→ **Task brief**
Return every line of the material below word for word, but leave out the pictures.

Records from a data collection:
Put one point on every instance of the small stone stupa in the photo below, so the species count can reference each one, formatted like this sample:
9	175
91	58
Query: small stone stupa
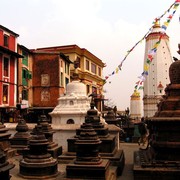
5	166
38	163
110	118
162	159
109	148
5	141
53	147
21	139
88	163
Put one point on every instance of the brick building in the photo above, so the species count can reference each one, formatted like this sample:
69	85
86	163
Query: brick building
51	74
90	69
8	73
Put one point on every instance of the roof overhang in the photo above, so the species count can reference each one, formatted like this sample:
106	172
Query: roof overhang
5	50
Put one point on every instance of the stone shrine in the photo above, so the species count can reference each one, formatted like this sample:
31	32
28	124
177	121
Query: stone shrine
5	142
111	119
38	163
162	159
21	138
88	163
53	147
5	166
109	148
70	112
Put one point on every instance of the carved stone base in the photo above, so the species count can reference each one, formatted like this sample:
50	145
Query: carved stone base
100	171
154	170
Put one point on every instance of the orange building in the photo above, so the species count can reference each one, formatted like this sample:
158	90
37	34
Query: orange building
8	73
90	68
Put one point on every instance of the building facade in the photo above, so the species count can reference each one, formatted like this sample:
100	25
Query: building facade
158	76
51	74
89	69
8	73
25	91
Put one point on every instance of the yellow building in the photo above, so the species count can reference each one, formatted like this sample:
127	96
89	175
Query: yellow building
90	69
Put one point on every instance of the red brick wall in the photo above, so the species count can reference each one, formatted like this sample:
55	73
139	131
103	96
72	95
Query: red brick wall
1	38
46	64
12	43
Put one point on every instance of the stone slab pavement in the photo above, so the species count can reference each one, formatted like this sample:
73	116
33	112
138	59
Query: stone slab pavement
127	174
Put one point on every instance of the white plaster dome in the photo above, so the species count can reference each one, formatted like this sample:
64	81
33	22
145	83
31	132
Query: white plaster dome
76	88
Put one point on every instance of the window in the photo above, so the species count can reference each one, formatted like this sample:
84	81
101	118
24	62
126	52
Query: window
5	94
25	77
6	40
6	67
45	95
70	121
94	90
25	94
45	80
62	78
93	68
66	68
25	58
88	89
67	81
78	62
87	65
61	63
99	71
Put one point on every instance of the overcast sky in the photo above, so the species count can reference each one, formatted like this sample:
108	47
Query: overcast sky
106	28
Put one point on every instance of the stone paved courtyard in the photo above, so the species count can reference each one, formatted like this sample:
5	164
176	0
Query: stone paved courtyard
127	174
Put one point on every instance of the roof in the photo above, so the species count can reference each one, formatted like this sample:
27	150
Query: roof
8	30
65	58
5	50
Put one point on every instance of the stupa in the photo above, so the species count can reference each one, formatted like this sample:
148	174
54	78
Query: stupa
88	163
135	106
5	141
5	166
110	118
38	163
109	148
162	159
157	78
20	140
72	107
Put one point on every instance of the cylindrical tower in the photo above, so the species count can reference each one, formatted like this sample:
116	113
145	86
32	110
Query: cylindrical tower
158	76
135	106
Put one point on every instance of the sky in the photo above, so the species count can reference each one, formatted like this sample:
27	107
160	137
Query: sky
106	28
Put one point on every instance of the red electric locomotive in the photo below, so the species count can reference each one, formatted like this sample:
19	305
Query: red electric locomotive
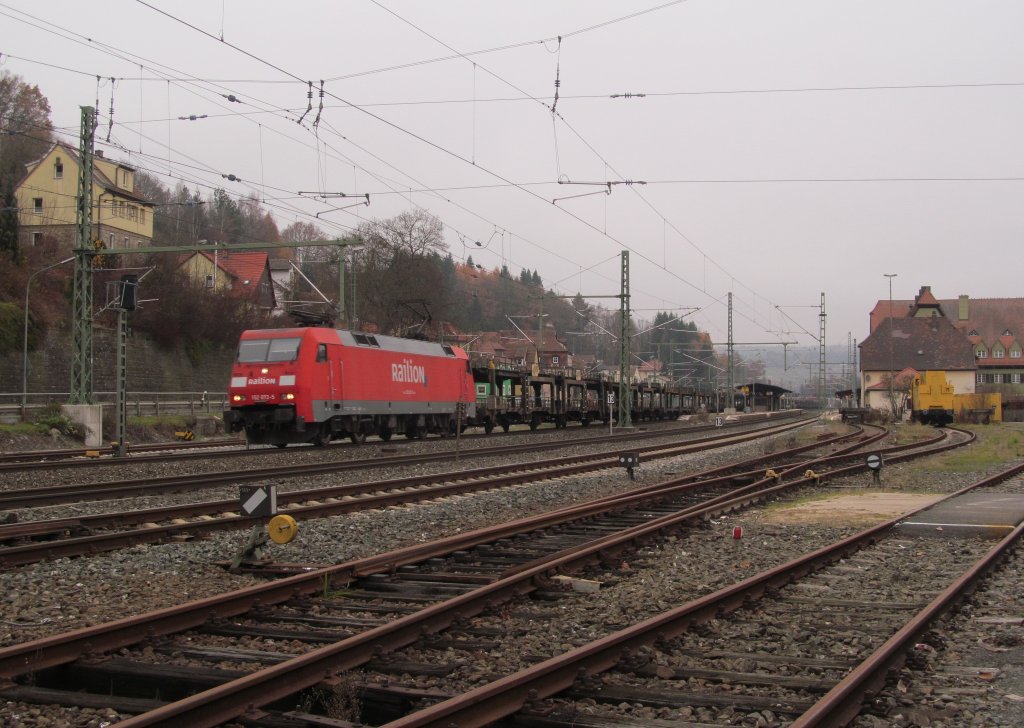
314	385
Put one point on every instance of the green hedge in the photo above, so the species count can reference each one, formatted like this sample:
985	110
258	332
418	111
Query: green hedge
11	323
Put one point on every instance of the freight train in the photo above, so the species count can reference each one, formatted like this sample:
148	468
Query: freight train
317	384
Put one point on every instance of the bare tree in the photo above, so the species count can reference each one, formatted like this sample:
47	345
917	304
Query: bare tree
25	136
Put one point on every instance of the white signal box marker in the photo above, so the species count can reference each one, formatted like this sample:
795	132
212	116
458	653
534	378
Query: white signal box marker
258	500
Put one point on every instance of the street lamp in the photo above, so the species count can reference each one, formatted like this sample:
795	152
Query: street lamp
892	400
25	337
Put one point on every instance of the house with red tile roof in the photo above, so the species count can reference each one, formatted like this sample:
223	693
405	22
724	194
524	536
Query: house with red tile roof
993	327
245	274
46	195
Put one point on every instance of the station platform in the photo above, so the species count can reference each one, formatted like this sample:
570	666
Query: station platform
987	515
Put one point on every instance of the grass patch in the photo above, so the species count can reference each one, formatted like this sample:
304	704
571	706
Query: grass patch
151	427
156	421
799	501
996	444
20	428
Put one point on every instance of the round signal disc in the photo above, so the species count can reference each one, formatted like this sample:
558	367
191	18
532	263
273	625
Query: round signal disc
282	528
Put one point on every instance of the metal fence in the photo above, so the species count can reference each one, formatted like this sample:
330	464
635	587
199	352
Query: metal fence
136	403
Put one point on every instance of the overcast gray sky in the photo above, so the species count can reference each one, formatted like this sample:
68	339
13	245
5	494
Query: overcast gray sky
788	147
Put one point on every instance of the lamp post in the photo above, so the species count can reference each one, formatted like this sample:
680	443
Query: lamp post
892	400
25	337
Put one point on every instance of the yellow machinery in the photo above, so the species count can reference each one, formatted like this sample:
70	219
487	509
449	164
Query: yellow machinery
933	401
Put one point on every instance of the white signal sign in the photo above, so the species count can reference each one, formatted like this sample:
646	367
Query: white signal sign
258	501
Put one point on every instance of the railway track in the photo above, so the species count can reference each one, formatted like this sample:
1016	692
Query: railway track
83	458
816	638
100	532
572	536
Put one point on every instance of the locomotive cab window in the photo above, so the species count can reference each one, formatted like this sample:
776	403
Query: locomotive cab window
254	350
366	340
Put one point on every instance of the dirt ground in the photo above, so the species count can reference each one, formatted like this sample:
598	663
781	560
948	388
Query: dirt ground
853	509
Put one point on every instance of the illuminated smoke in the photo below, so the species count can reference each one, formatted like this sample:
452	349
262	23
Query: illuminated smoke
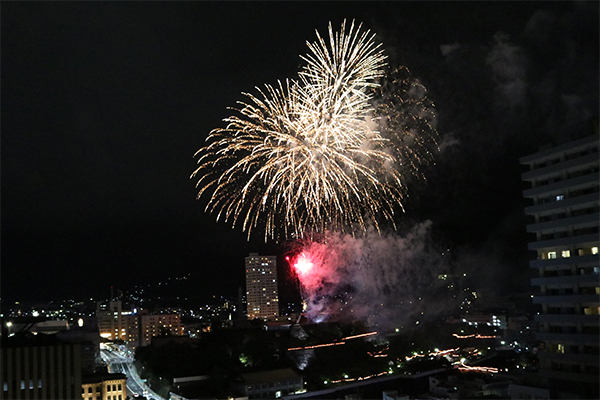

→ **Complete output**
Put one point on every instance of the small stone stupa in the photo below, so the species count can reference each one, formatted like this sample:
9	175
91	58
Query: small stone stupa
5	166
38	163
110	118
162	159
109	148
5	141
53	147
21	139
88	163
Put one point on every instance of the brick building in the photo above, so the species count can reference each one, formatted like this sample:
69	85
86	163
Query: brick building
51	74
90	69
8	73
Put one point on every instance of the roof overhang in the photo above, so the species count can reference each one, formatted like this sample:
106	172
Query: roof overhang
5	50
Put one point on every instance of the stone shrine in the photo above, so the species count can reference each one, formatted like this sample:
31	32
28	124
177	121
Query: stone shrine
5	142
111	119
38	163
162	159
21	138
88	163
53	147
5	166
109	148
70	112
Put one point on every instance of the carved stone base in the photo above, so the species count can reference each one, formatted like this sample:
50	145
Query: carved stone base
100	171
154	170
Put one point on every instance of the orange building in the photo above, so the species count can reference each one, formatted like this sample:
158	90
37	34
Query: orange building
8	73
90	68
Put one point on every instance of the building facade in the photo above, so the species count can reference each one, formatted like this sample:
100	25
Query: building facade
158	76
51	74
89	69
8	73
25	91
Put one point on every instance of the yellow building in the photo above, so the species count can reference each one, formatted like this sample:
127	96
89	175
Query: yellow building
90	69
Put one point on every instance of the red brick wall in the photo above, so the species count can reference each one, formatted like this sample:
55	73
139	131
103	96
72	95
Query: red brick wall
1	38
46	64
12	43
Put one point on every instance of the stone slab pavement in the photo above, so the species count can reference each one, formatted like this sample:
73	116
33	112
138	59
Query: stone slab pavement
127	174
Put one point on every instance of the white plaster dome in the photo above, so the species count can reference each one, formatted like this sample:
64	81
33	22
145	83
31	132
Query: white plaster dome
76	88
Put one point on every instance of the window in the photo above, so the species count can reference each one, formatted like this sample:
84	81
101	118
24	62
126	52
Query: window
5	94
25	77
6	40
6	67
45	95
70	121
94	90
25	94
45	80
62	78
93	68
66	68
25	58
88	89
67	81
78	62
87	65
61	63
99	71
Put one point on every instance of the overcast sky in the photo above, so the species count can reference each one, formatted like this sample:
108	47
Query: overcast sky
106	28
Put one point on every instance of the stone paved courtyard in the photo above, so the species count can reference each one, formatted like this sample:
5	164
176	0
Query: stone paved courtyard
127	174
Put one point on every instance of the roof in the photo above, so the species count can reference each one, formatted like this sample:
27	150
Query: roof
8	30
65	58
5	50
Put one point on every instance of the stupa in the photo above, so the species count can reference each one, formatted like this sample:
148	174
54	78
Query: stupa
88	163
135	106
5	141
5	166
110	118
38	163
109	148
162	159
157	78
20	140
72	107
Put one point on every instance of the cylindrical tower in the photo above, so the species count can reference each one, formatted like this sample:
116	113
145	86
32	110
Query: cylindrical tower
158	76
135	106
Put one point on every instance of the sky in the photo above, so the species count can reference each one, formatted like this sample:
27	107
160	137
Query: sky
106	28
Put one point on every instance of the red electric locomotive in the photo below, so the species count can reference each one, formatted like this sample:
19	305
Query: red electric locomotive
314	385
Put one point on every instance of the green hedge in the photo above, so the species count can reference each one, formatted like this sample:
985	110
258	332
418	111
Query: green hedge
11	323
Put one point on every instance of the freight train in the photo above, so the species count can reference each one, formatted like this sample:
148	468
Query: freight train
317	384
Put one point on every instance of the bare tree in the photo above, so the species count can reference each one, formatted like this sample:
47	345
917	304
Query: bare tree
25	136
Put one point on every instance of the white signal box marker in the photo above, so the species count can reference each one, formatted like this sample:
795	132
212	116
458	653
534	378
Query: white signal box marker
258	500
Put one point on every instance of the street lamp in the photo above, so the species count can reference each one, formatted like this sample:
795	152
Query: street lamp
892	400
25	337
Put one point on every instance of the house with red tile roof in the photo above, so the species count can reference each one, formatted like this sample:
223	693
405	22
724	194
524	536
Query: house with red tile roof
993	327
245	274
46	195
Put one point on every instance of the station platform in the photo above, so the species count can reference each one, formatted like this sample:
570	666
Query: station platform
987	515
Put one point on every instance of the grass patch in the photo above, so the species count can reference each one, formatted like this sample:
304	704
571	706
Query: grass patch
151	427
156	421
799	501
996	444
20	428
Put one point on every instance of the round signal disc in the photo above, so the species count can reference each one, formatted like this sample:
558	367
191	18
532	263
273	625
Query: round signal disc
282	528
Put one point on every instance of the metal fence in the photo above, so the species count can reference each one, formatted like this sample:
330	464
635	587
199	352
Query: metal fence
136	403
Put one point on every instance of the overcast gray sky in the photo above, so the species count can reference each one, formatted like this sample:
68	339
13	245
5	494
Query: overcast gray sky
788	147
Put one point on every instance of the lamp post in the photo above, so the species count can reference each one, formatted like this sample:
680	443
Query: lamp post
892	400
25	337
Put one point on every instance of the yellow machinery in the photo above, so the species count can reference each one, formatted like this sample:
70	219
487	509
449	164
Query: yellow machinery
933	401
Put one point on every instance of the white signal sign in the photo above, so the species count can reference each one, formatted like this sample:
646	367
Query: white signal sign
258	501
Put one point on every instance of the railway track in the photo above, so the species count can reference each one, formatted like this sample:
1016	692
Query: railway track
83	458
816	638
100	532
572	536
Put one point on every instance of the locomotive cab window in the photo above, so the species count can reference each one, formatted like this sample:
776	403
Query: locomotive cab window
254	350
366	340
Put one point on every instance of the dirt ground in the photo above, so the species count can reference each one, formatted like this sample:
598	663
781	560
948	388
Query: dirt ground
853	509
Put one point on every instance of the illuminated smoke in the photo below, so the species count can reference each one, formatted like this sample:
452	349
262	23
Query: illuminated smoke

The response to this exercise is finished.